» Exercise:
In the XSLT forum excerpt, what does the position() function return, according to the explanation of why it is problematic?

» Selected extract:
I want to iterate over all entries and print them however there is a
special printing for entries that reside in <Nested> tags and are not
the first one.

I'm using the following code:
<xsl:for-each select="//Entry">

Don't use for-each unless you mean it (ie you want to process the
elements out of order or out of context).

If the Entry elements are already in order, then a template matching
them is all you need. If you want to sort them, however, or if you're
already processing them in document order elsewhere in your XSLT and you
now need to handle them again for some other reason, then for-each will
do it.

<p>
<!--Check if entry is part of a nested entry.-->
<xsl:if test="name(..)='Nested' and position() > 1">
<xsl:text>Print:123456</xsl:text>
</xsl:if>

The name(..)='Nested' part is working however the position part does
not, I tried to find some info on the subject with no luck.

If Entry is the context node, then

<xsl:if test="parent::Nested and count(preceding-sibling::Entry)>0">
...
</xsl:if>

will detect if the Entry is inside a Nested element and this is not the
first Entry of its group. The position() function is problematic because
it returns the position in the node-set, which may or may not be the
position in the markup. This is a usability error in XSL: position()
really ought to have been called node-position(), and position() should
have been defined with its expected meaning of "position in markup".

///Peter

 

[Efi Merdler]

Don't use for-each unless you mean it (ie you want to process the

elements out of order or out of context).

Entries from a pointing dataset:
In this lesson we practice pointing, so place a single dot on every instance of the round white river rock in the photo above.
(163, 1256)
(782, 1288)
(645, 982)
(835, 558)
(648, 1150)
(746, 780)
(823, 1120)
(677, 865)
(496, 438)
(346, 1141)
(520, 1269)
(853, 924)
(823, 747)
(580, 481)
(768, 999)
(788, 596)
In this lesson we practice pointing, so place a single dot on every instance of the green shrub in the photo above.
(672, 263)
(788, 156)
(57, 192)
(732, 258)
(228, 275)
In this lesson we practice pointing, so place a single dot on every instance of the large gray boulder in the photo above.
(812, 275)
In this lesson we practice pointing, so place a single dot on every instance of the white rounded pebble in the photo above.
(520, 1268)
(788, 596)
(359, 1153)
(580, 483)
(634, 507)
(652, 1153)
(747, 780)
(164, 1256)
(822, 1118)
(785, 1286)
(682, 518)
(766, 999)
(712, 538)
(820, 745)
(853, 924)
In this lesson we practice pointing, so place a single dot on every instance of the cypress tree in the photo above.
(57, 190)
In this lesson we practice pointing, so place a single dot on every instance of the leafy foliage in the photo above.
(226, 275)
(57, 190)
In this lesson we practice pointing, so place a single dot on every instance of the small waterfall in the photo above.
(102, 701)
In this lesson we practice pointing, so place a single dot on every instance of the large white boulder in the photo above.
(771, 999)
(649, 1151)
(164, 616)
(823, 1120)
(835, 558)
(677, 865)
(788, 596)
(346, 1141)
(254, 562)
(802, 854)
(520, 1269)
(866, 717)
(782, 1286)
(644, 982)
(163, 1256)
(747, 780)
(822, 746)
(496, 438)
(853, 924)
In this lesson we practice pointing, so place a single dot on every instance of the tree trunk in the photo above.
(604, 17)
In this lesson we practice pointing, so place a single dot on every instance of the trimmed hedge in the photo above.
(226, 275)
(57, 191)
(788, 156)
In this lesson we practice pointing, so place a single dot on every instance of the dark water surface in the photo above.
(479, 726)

» Output of the task:
It returns the position in the node-set, which may or may not be the position in the markup.